** START OF Task inputs **

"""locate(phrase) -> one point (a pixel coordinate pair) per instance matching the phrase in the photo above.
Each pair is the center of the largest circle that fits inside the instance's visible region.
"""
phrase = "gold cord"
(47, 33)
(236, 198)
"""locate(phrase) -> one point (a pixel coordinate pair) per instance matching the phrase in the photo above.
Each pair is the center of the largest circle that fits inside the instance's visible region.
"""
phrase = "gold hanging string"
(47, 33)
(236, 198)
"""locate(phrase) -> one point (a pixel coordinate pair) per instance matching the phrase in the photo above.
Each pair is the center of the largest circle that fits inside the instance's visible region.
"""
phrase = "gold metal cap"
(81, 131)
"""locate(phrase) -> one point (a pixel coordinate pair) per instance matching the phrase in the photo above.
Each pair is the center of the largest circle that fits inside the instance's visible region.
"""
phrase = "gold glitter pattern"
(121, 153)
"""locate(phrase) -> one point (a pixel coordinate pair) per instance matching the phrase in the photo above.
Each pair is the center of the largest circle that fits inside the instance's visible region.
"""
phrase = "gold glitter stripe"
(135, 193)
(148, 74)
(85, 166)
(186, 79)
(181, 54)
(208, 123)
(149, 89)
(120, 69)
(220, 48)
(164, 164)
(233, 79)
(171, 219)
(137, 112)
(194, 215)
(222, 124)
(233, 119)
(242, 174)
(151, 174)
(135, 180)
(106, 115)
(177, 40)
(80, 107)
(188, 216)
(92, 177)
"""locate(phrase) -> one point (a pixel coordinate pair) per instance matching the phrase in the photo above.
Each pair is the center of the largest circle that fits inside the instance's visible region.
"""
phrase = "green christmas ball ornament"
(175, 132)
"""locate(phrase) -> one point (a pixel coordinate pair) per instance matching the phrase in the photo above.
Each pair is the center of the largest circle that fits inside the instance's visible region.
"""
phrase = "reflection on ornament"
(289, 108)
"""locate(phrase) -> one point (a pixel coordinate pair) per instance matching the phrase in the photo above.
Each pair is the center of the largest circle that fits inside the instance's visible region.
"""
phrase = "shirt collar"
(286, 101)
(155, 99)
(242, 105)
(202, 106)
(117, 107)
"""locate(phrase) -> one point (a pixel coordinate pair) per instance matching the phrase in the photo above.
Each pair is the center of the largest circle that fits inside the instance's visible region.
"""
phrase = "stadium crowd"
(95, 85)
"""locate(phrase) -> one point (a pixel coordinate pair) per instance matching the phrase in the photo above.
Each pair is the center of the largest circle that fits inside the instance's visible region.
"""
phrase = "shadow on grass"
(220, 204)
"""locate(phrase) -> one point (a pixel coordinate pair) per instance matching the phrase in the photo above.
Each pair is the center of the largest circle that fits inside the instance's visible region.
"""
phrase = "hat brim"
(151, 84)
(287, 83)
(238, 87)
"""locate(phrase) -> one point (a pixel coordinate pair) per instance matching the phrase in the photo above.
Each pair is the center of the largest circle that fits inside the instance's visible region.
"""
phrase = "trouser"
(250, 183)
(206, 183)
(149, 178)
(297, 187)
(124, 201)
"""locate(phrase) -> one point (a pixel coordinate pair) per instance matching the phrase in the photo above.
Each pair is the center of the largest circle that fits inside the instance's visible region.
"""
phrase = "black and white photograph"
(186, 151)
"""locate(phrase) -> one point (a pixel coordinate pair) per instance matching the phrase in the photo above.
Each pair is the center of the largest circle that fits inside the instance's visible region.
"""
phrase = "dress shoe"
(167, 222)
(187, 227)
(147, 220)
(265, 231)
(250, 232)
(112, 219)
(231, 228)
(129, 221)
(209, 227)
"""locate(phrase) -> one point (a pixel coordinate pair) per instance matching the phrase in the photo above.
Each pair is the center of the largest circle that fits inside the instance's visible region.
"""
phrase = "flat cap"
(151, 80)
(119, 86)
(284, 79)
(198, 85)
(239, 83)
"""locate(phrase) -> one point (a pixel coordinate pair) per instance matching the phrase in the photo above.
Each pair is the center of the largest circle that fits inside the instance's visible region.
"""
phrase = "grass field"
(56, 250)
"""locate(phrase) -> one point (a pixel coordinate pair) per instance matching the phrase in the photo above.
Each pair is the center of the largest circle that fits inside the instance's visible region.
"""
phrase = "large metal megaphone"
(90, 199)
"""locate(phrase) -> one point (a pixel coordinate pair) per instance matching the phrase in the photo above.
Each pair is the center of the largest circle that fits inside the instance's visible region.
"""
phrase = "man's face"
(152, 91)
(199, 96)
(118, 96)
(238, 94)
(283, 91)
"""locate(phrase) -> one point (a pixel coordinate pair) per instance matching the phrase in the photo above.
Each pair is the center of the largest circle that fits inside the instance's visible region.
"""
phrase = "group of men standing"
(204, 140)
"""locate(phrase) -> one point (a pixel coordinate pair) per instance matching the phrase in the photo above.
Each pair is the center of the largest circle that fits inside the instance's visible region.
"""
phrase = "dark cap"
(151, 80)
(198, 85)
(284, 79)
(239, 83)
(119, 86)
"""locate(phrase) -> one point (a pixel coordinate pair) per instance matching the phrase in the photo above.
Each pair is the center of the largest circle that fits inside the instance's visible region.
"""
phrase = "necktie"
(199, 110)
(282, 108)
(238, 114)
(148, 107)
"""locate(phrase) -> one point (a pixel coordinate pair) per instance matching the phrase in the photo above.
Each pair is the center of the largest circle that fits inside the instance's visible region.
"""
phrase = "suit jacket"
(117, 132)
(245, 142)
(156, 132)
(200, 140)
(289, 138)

** END OF Task inputs **

Exercise instructions:
Please identify every line in the rows above that contains the word "ornament", and copy each of those lines.

Written response:
phrase = "green christmas ball ornament"
phrase = "reflection on ornament"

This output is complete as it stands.